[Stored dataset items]
╭──
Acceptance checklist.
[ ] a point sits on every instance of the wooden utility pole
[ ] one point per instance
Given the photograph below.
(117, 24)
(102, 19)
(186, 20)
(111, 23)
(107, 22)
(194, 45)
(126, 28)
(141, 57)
╰──
╭──
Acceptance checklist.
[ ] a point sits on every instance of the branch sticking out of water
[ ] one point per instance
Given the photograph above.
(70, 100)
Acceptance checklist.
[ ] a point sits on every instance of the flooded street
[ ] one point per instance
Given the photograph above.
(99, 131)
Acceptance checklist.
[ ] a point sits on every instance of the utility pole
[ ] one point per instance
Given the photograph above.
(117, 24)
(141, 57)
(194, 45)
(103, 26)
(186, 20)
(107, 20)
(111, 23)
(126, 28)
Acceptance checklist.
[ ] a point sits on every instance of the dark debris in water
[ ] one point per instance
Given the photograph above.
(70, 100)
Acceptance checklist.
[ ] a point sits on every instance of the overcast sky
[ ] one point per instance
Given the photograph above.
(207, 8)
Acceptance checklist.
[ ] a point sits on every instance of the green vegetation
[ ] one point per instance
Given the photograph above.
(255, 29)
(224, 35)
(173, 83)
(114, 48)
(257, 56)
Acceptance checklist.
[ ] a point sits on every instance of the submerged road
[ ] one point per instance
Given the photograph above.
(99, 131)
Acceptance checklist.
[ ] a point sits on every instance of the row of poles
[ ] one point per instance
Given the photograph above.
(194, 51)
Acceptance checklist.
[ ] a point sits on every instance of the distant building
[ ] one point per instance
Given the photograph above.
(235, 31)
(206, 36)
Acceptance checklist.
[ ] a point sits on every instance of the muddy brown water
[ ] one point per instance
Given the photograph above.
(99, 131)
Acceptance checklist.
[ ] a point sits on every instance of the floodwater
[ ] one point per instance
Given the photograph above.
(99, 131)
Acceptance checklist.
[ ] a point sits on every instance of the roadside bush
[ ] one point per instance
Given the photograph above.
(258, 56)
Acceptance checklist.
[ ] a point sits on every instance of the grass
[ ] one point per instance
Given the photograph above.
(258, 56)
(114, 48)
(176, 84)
╰──
◆ What to produce: From the records above, pull every line that carries the word "utility".

◆ Result:
[ ] a point sits on every instance of the wooden utility pole
[ ] a point sits on every instance of the utility pole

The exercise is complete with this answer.